[Data entries]
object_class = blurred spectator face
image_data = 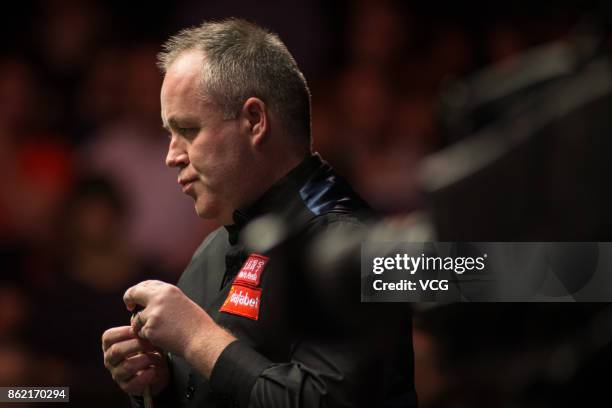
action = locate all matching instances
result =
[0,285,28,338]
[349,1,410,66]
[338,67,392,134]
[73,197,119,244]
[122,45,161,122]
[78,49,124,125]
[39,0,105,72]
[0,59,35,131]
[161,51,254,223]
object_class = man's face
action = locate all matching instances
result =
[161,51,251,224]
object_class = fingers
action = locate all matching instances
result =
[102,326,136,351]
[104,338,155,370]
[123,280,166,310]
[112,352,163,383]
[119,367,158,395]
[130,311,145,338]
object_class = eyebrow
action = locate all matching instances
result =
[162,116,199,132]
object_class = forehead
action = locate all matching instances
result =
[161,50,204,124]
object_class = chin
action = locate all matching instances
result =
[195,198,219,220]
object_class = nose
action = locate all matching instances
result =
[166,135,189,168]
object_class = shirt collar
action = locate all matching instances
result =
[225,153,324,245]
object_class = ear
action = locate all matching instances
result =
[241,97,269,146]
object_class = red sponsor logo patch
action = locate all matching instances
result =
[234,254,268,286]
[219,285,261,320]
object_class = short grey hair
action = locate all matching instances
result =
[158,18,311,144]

==

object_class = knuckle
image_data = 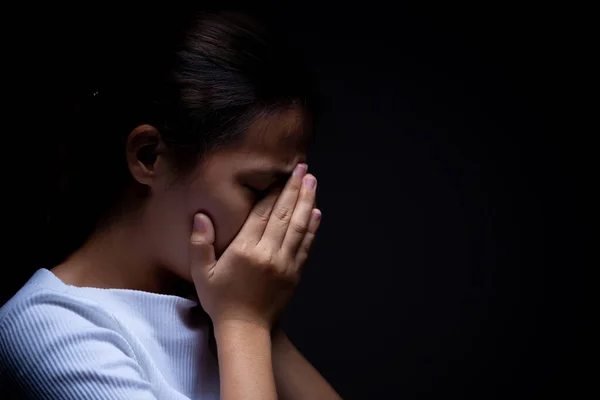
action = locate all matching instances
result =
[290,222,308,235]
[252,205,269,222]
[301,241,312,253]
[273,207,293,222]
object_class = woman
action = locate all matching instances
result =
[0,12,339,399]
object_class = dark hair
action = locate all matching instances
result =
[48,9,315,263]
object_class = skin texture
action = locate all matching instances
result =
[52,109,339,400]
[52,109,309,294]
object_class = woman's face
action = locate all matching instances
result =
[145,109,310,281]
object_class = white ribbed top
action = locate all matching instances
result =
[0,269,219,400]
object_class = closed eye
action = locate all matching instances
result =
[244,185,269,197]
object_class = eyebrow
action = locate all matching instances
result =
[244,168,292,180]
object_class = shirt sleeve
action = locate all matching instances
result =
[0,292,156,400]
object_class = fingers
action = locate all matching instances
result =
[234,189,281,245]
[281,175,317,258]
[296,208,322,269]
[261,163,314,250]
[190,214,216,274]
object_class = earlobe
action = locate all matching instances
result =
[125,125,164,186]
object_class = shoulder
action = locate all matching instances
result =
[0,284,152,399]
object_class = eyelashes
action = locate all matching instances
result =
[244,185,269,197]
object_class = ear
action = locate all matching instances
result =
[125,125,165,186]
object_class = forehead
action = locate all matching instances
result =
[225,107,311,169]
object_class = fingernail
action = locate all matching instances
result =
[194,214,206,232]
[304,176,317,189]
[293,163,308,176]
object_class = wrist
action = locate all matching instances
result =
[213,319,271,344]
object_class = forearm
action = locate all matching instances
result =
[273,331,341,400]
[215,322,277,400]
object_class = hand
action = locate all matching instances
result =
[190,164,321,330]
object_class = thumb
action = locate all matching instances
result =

◆ **EXERCISE TASK**: Write out everything from the line containing "object_class = shirt collar" down to the line containing "[158,18,311,144]", requests included, and shift every bounding-box coordinate in the answers by -148.

◆ **SOLUTION TO THE EXERCISE**:
object_class = shirt collar
action = locate all matching instances
result =
[77,5,176,97]
object_class = ear
action = locate all matching instances
result =
[93,-51,121,-2]
object_class = red sponsor logo patch
action = locate all matching instances
result =
[86,106,120,138]
[71,137,113,172]
object_class = short grey hair
action = locate all matching instances
result =
[10,-130,163,-4]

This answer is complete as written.